Can you locate every line in the data below that contains the word "white" and copy each of those lines out in full?

begin DATASET EXTRACT

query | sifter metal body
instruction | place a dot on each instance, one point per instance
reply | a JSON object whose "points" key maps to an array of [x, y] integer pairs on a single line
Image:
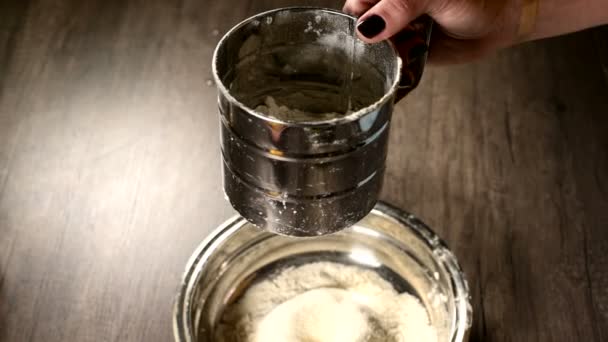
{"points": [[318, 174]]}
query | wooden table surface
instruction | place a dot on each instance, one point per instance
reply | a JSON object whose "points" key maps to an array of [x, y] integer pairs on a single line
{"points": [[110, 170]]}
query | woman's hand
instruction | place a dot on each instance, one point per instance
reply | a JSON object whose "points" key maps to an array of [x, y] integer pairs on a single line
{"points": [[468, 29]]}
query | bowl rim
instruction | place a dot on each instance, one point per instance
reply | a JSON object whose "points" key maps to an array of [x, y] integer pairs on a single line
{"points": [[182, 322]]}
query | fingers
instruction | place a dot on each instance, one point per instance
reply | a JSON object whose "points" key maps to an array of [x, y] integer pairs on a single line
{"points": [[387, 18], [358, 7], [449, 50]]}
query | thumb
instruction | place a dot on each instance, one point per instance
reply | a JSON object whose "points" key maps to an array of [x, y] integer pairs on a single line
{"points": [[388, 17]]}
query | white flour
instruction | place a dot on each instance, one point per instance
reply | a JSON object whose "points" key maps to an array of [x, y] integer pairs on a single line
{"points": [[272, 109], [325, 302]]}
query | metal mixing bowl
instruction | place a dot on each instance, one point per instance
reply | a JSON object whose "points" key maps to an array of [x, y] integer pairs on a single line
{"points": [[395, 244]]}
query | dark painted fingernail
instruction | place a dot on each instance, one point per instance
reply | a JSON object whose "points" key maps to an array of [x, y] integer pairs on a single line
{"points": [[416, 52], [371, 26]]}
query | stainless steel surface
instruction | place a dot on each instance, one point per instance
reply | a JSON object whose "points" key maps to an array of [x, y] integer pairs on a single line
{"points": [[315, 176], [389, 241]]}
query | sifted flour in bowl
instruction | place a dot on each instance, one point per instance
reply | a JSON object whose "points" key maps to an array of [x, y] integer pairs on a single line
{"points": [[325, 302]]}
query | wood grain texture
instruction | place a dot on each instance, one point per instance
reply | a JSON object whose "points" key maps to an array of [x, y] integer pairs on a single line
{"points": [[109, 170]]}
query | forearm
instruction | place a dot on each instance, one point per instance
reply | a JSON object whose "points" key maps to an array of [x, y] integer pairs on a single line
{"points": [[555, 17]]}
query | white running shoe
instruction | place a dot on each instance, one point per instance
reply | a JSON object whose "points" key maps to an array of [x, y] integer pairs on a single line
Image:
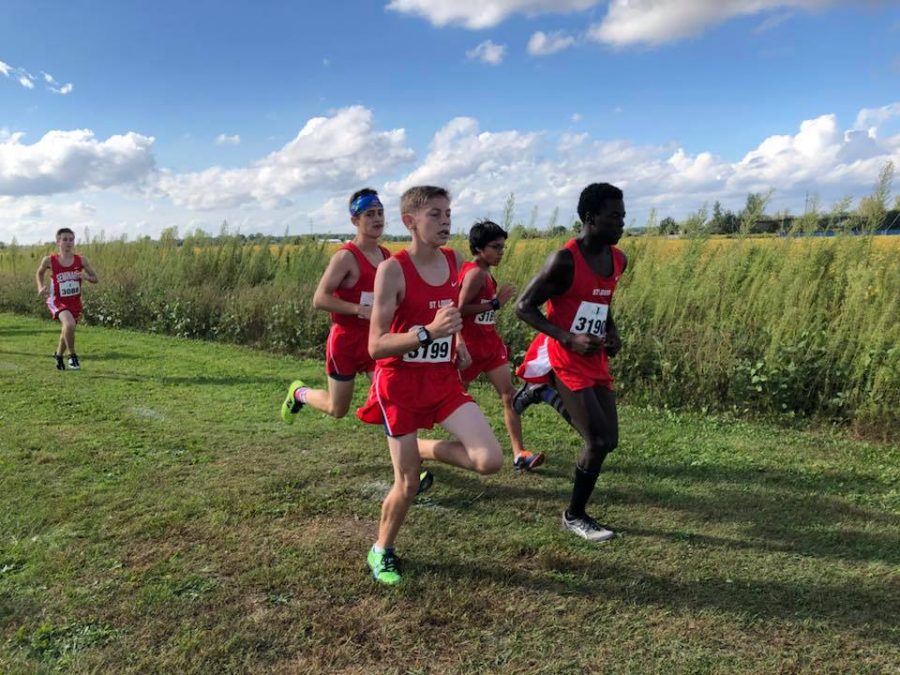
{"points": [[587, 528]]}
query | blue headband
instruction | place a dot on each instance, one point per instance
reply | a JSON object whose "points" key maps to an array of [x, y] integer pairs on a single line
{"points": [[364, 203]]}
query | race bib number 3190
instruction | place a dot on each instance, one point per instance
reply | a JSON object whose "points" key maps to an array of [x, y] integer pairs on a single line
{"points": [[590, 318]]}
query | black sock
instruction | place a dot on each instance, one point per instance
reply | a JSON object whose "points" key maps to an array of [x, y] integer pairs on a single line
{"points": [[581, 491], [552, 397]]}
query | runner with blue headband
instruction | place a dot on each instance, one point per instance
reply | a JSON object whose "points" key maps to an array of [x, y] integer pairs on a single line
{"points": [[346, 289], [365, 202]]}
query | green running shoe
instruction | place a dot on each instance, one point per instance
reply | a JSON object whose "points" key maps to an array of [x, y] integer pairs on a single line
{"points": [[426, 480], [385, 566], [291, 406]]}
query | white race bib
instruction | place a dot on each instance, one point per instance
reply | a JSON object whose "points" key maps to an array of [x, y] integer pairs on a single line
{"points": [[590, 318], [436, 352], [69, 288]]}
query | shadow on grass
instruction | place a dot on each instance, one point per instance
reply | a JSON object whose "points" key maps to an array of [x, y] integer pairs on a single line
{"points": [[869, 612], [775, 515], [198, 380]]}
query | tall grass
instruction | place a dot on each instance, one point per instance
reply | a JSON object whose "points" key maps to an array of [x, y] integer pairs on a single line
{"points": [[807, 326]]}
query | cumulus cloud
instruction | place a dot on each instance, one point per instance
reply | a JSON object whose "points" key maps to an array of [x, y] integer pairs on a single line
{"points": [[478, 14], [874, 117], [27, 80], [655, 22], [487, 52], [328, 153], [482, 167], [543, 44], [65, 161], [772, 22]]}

end DATASET EXTRACT
begin DATASET EXTRACT

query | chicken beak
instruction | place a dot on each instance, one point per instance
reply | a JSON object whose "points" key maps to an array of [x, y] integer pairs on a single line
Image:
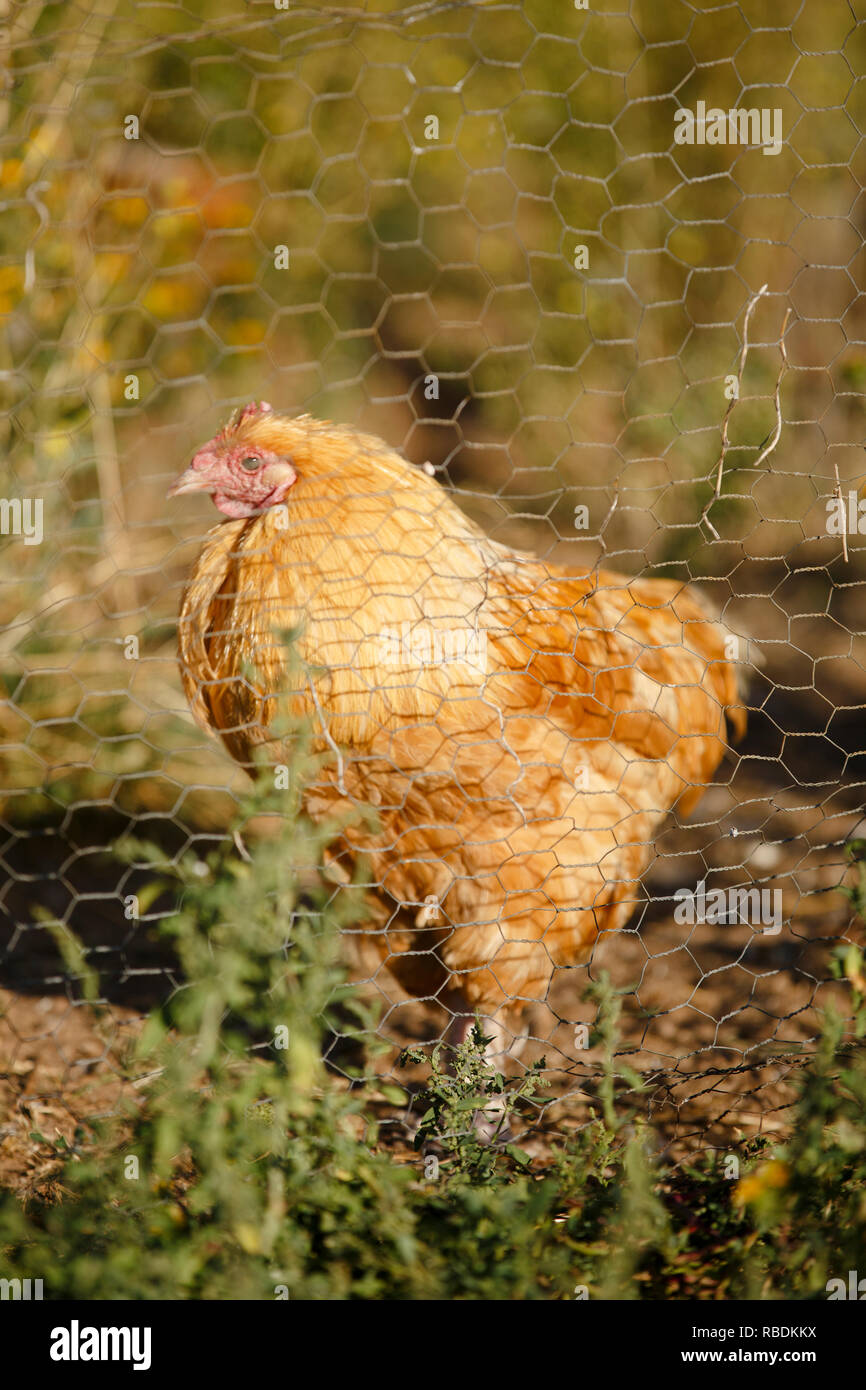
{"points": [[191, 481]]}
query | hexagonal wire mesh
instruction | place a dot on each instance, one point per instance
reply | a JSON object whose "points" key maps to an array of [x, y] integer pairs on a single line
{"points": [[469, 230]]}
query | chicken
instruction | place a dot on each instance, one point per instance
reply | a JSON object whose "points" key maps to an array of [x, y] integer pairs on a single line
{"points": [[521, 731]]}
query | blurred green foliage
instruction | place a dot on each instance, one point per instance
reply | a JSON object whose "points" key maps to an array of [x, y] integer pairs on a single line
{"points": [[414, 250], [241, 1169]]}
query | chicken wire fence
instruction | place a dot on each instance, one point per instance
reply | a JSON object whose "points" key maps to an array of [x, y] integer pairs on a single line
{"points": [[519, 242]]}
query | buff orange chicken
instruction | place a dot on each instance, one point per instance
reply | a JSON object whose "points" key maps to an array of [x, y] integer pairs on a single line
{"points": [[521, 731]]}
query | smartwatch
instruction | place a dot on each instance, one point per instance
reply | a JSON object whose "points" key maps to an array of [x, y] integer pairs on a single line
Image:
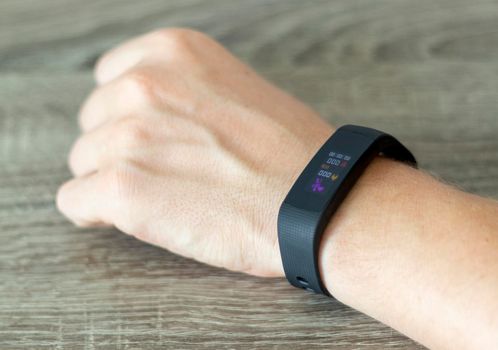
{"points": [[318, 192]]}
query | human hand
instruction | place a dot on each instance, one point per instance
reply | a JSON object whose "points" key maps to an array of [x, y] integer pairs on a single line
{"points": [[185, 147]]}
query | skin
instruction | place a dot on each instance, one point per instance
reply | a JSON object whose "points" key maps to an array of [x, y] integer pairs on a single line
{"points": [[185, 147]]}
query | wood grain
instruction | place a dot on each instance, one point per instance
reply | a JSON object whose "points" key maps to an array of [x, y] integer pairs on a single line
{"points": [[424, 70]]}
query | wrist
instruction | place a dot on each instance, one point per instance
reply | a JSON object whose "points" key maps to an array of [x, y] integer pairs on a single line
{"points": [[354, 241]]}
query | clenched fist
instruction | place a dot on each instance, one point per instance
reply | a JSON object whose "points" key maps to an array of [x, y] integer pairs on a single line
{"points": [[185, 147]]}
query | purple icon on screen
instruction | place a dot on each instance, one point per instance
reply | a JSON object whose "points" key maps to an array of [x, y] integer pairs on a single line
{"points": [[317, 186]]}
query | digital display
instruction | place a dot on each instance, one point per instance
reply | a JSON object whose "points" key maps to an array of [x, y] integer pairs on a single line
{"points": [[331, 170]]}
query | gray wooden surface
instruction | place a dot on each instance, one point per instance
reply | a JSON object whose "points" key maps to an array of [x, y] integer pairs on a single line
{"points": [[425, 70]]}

end DATASET EXTRACT

- _THE REPLY_:
query | white flour
query | white running shoe
query | white race bib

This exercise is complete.